* INSTRUCCIÓN 1 *
Copia sin ningún cambio las entradas de más abajo, empezando por la línea que contiene "For the stone paving" y siguiendo hasta la última entrada, ambas incluidas.

* FUENTE *
Los precedentes de esta estrategia jurídico-política los
encontramos en la denominada “guerra contra el terrorismo” impulsada después
del 11-S de 2001. Los EE.UU. intentaron crear una nueva interpretación del
derecho aplicable a los conflictos armados, pretendiendo hacer desaparecer
paulatinamente la abismal diferencia entre derecho penal interno y derecho
internacional humanitario. Han intentado imponer nuevas categorías jurídicas no
previstas en las leyes internas ni internacionales, como el “combatiente
enemigo ilegal” o su derecho unilateral a “vigilar y ejecutar” con el que
justifican la utilización de drones asesinos. Un paso más ha sido la masiva
judicialización de la política con sustento en el consenso sobre la
“corrupción”, aplicada de forma generalizada a los líderes de la izquierda
alternativa latinoamericana que han pretendido garantizar la soberanía nacional
frente a la injerencia.
Desde principios del siglo XXI comenzaron a invertir
recursos en programas de cooptación de las instituciones judiciales de
numerosos países, en especial los de América Latina. Las “Escuelas de las
Américas” para militares se han sustituido por escuelas judiciales y programas
de capacitación jurídica, tanto en los Estados Unidos -donde acuden a recibir
doctrina jueces y operadores jurídicos-, como en los países de América del Sur,
donde a través de una generosa financiación de la agencia estadounidense para
el desarrollo, la USAID, se han creado y controlado políticamente las escuelas
de capacitación judicial. En Colombia, desde la creación de la escuela de
formación del poder judicial “Rodrigo Lara Bonilla”, financiada por USAID, se
ha transitado del sistema jurídico de naturaleza 'continental' -imperio de la
ley escrita- previsto en la Constitución Política, a un sistema de precedente
judicial -'common law' estadounidense- carente de sustento constitucional.
Ahora son los jueces de la Corte Constitucional quienes redactan las leyes
mediante el proceso de revisión constitucional. En caso de sentenciar que una
ley no se ajusta a la Constitución, proceden a darle una nueva redacción actuando
como una segunda y definitiva cámara legislativa. En América Latina asistimos a
la paulatina sustitución de los sistemas penales inquisitivos o mixtos, por el
sistema penal acusatorio a imagen y semejanza del de los Estados Unidos,
provocando un desmesurado empoderamiento de las fiscalías nacionales, que en la
práctica operan sobre las instrucciones, informaciones e 'indictments'
remitidos por la justicia estadounidense.

* DATOS APORTADOS *
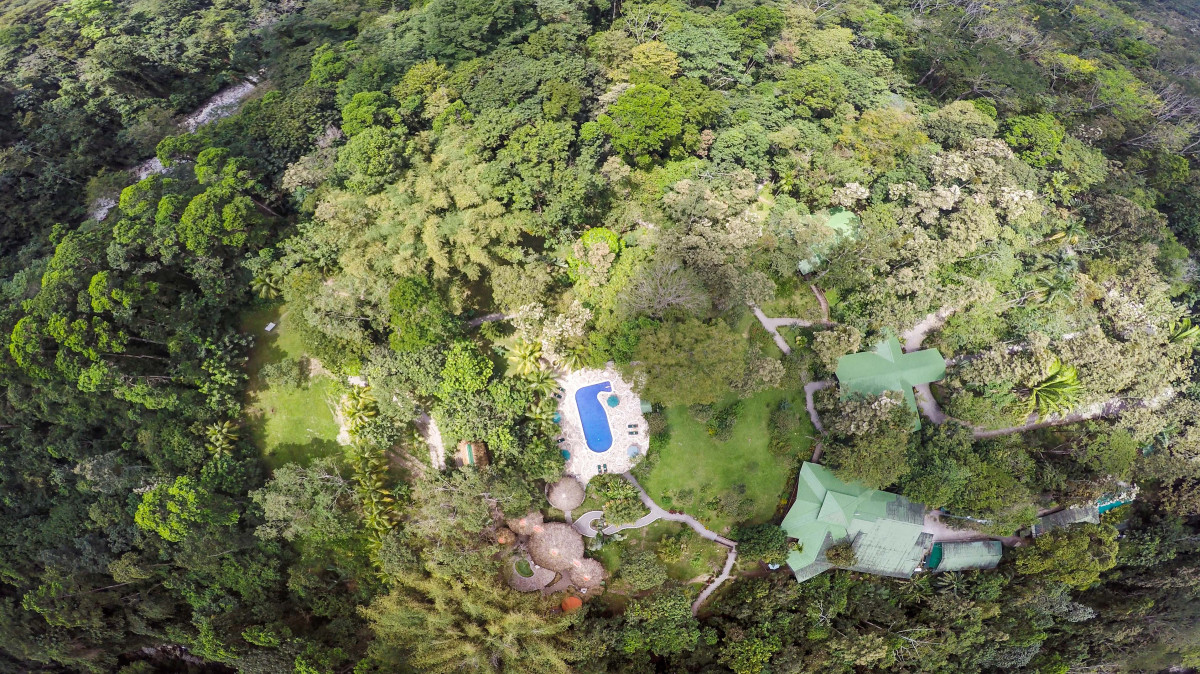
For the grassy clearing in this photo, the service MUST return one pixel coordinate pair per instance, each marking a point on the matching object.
(694, 471)
(799, 304)
(701, 557)
(287, 425)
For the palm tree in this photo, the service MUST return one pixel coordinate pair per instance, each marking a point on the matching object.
(573, 357)
(359, 407)
(1183, 331)
(444, 625)
(541, 381)
(544, 413)
(1056, 278)
(265, 286)
(526, 356)
(1059, 392)
(221, 437)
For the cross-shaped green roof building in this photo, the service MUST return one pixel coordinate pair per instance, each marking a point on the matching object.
(888, 368)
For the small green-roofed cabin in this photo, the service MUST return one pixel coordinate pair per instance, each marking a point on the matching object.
(840, 223)
(888, 368)
(886, 530)
(1067, 517)
(961, 555)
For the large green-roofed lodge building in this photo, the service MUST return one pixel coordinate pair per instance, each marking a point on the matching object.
(888, 368)
(886, 530)
(960, 555)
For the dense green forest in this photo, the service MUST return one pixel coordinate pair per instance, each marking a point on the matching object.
(439, 206)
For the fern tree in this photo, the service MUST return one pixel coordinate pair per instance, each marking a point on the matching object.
(359, 408)
(221, 438)
(1183, 331)
(442, 625)
(1056, 393)
(526, 356)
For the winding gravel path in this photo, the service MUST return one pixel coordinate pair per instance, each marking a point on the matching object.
(432, 434)
(486, 318)
(809, 390)
(583, 525)
(772, 325)
(915, 337)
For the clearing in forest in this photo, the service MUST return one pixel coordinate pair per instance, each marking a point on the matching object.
(726, 482)
(287, 422)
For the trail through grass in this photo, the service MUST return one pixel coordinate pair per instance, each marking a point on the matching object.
(695, 470)
(287, 425)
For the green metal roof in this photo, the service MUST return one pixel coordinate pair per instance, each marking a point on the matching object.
(844, 224)
(888, 368)
(885, 529)
(1067, 517)
(958, 555)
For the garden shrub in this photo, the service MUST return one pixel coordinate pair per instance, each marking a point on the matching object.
(720, 425)
(288, 373)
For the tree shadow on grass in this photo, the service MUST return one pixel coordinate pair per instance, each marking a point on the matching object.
(303, 452)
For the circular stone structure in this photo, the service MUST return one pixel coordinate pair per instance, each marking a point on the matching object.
(557, 547)
(567, 494)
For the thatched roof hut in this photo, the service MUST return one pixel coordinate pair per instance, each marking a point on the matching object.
(587, 573)
(557, 546)
(527, 524)
(567, 494)
(473, 452)
(505, 536)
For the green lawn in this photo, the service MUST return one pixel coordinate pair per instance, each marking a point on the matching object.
(287, 425)
(700, 558)
(695, 462)
(801, 304)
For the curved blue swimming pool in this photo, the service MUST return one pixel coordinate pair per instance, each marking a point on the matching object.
(594, 417)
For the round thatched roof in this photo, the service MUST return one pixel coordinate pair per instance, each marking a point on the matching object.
(557, 546)
(587, 573)
(567, 494)
(505, 536)
(527, 524)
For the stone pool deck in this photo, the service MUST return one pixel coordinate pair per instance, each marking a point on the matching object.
(585, 463)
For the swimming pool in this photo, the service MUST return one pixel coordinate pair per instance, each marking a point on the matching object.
(594, 417)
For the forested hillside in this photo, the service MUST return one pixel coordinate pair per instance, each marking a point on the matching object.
(241, 343)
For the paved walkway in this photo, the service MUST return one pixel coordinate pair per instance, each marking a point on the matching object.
(809, 390)
(942, 533)
(931, 409)
(583, 525)
(772, 326)
(912, 338)
(822, 301)
(485, 318)
(432, 434)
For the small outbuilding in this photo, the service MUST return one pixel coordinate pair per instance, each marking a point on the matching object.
(557, 547)
(587, 573)
(889, 368)
(961, 555)
(567, 494)
(472, 452)
(1067, 517)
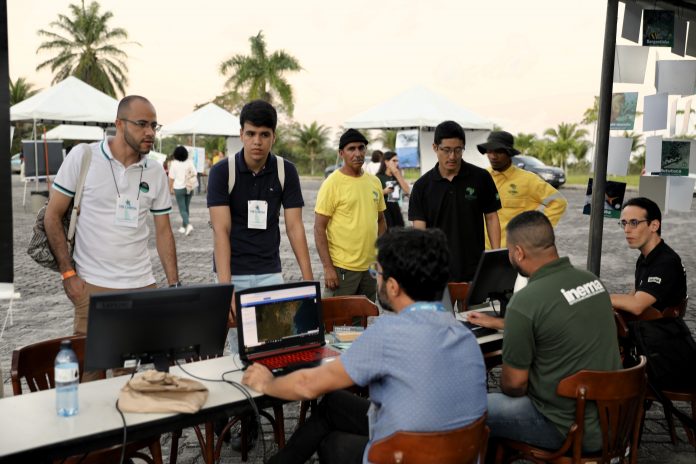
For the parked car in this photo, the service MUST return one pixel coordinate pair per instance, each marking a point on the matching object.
(16, 164)
(551, 174)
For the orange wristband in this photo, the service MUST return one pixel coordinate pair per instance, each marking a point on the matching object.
(68, 274)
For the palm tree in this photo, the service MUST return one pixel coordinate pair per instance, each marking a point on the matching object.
(261, 74)
(564, 141)
(523, 142)
(21, 89)
(86, 47)
(312, 139)
(388, 138)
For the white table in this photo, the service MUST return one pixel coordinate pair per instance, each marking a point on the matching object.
(31, 431)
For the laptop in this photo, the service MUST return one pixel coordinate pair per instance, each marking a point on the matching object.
(281, 327)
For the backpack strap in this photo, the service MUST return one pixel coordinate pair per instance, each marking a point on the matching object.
(232, 168)
(84, 168)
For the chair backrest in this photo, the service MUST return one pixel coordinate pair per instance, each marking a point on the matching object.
(35, 363)
(619, 398)
(460, 446)
(348, 310)
(458, 292)
(677, 310)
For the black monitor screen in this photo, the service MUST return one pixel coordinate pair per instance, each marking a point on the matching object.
(158, 325)
(494, 279)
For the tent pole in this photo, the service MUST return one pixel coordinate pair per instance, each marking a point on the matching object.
(594, 252)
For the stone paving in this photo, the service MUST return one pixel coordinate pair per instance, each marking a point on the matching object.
(44, 311)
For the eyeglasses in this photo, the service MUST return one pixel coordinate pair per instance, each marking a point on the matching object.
(449, 150)
(632, 223)
(143, 124)
(373, 270)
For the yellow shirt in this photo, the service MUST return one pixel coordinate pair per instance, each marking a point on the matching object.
(353, 204)
(521, 191)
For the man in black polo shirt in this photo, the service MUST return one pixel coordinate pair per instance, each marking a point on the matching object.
(457, 197)
(660, 275)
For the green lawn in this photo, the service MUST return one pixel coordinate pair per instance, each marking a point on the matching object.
(581, 179)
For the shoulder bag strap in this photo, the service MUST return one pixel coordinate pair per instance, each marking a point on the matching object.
(84, 167)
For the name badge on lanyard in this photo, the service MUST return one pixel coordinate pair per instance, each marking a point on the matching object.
(127, 211)
(257, 212)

* INSTRUCCIÓN 2 *
En el texto sobre la judicialización de la política, ¿qué agencia financió la escuela de formación judicial "Rodrigo Lara Bonilla" de Colombia?

* RESPUESTA COMPLETA 1 *
For the stone paving in this photo, the service MUST return one pixel coordinate pair per instance, each marking a point on the matching object.
(44, 311)
For the eyeglasses in this photo, the service MUST return one pixel coordinate pair per instance, each marking a point on the matching object.
(449, 150)
(632, 223)
(143, 124)
(373, 270)
For the yellow shirt in this photo, the service MUST return one pixel coordinate pair per instance, each marking a point on the matching object.
(353, 204)
(521, 191)
For the man in black polo shirt in this photo, the service MUST return one pixel coordinate pair per instance, each marking a point on the matching object.
(457, 197)
(660, 275)
For the green lawn in this photo, the service MUST return one pixel coordinate pair per instance, each marking a point on the matching object.
(581, 179)
For the shoulder bag strap in this photo, the service MUST return one pixel coordinate pair per instance, each marking a point on the matching object.
(84, 167)
For the name badge on lanyard in this photo, the service MUST return one pixel coordinate pair per instance, each marking a point on the matching object.
(127, 211)
(257, 212)

* RESPUESTA COMPLETA 2 *
La USAID, la agencia estadounidense para el desarrollo.